--- Data records ---
— begin —

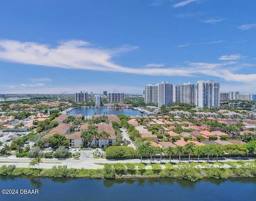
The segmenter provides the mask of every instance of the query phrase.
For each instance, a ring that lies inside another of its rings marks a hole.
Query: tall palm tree
[[[40,163],[42,163],[43,162],[42,161],[42,156],[38,156],[36,158],[36,164],[37,164],[38,165],[37,168],[39,168]]]
[[[165,149],[165,153],[170,157],[170,162],[171,162],[171,157],[174,153],[174,149],[170,146],[168,146]]]
[[[33,166],[34,166],[34,168],[36,166],[36,165],[37,164],[37,162],[36,161],[36,159],[34,159],[31,160],[31,161],[30,161],[29,165],[30,167],[30,166],[32,166],[32,167],[33,167]]]
[[[218,157],[222,155],[223,154],[223,151],[221,149],[221,148],[220,148],[220,147],[217,146],[214,149],[213,152],[214,154],[216,155],[216,161],[218,162]]]
[[[190,163],[190,154],[191,152],[193,152],[195,149],[195,145],[192,142],[190,142],[185,145],[185,149],[187,152],[188,153],[188,163]]]
[[[182,154],[184,152],[184,150],[182,146],[178,145],[175,147],[175,152],[179,155],[179,162],[180,163],[180,155]]]
[[[199,157],[201,156],[204,153],[204,150],[202,147],[197,146],[195,147],[194,151],[195,154],[197,155],[197,162],[199,162]]]
[[[17,146],[15,150],[17,153],[22,153],[23,152],[23,149],[20,146]]]
[[[20,126],[20,127],[21,128],[22,128],[24,125],[25,125],[24,124],[24,123],[23,122],[21,122],[19,124],[19,126]],[[21,129],[21,134],[22,134],[22,129]]]
[[[152,163],[152,156],[156,154],[156,149],[152,146],[150,146],[148,151],[148,154],[150,156],[150,163]]]
[[[3,145],[3,142],[0,141],[0,151],[1,151],[1,146]]]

— end —

--- Set exercise ---
Express the entire listing above as a numbered list, omitting any blank lines and leaving the picture out.

--- Solution to this exercise ---
1. The segmenter provides the mask of every instance of the query phrase.
2. For each instance, a ring that lies inside another of its rings marks a hole.
3. Query: tall palm tree
4. [[[40,163],[42,163],[43,162],[42,161],[42,156],[38,156],[36,158],[36,164],[37,164],[38,165],[37,168],[39,168]]]
5. [[[165,149],[165,153],[170,157],[170,162],[171,162],[171,157],[174,153],[174,149],[170,146],[168,146]]]
6. [[[33,166],[34,166],[34,168],[36,166],[36,165],[37,164],[37,162],[36,161],[36,159],[34,159],[31,160],[31,161],[30,161],[29,165],[30,167],[30,166],[32,166],[32,167],[33,167]]]
7. [[[218,157],[222,155],[223,154],[223,151],[221,149],[221,148],[220,148],[220,147],[217,146],[214,149],[213,152],[214,154],[216,155],[216,161],[218,162]]]
8. [[[190,163],[190,154],[191,152],[193,152],[195,149],[195,145],[192,142],[190,142],[185,145],[185,149],[187,152],[188,153],[188,163]]]
9. [[[182,154],[184,152],[184,150],[182,146],[178,145],[175,147],[175,152],[179,155],[179,162],[180,163],[180,155]]]
10. [[[199,157],[201,156],[204,153],[204,150],[202,147],[197,146],[195,147],[194,151],[195,154],[197,155],[197,162],[199,162]]]
11. [[[17,146],[15,150],[17,153],[22,153],[23,152],[23,149],[20,146]]]
12. [[[20,126],[20,127],[21,128],[22,128],[24,125],[25,125],[24,124],[24,123],[23,122],[21,122],[19,124],[19,126]],[[21,129],[21,134],[22,134],[22,129]]]
13. [[[152,163],[152,156],[156,154],[156,149],[152,146],[150,146],[148,151],[148,154],[150,156],[150,163]]]
14. [[[3,145],[3,142],[0,141],[0,151],[1,151],[1,146]]]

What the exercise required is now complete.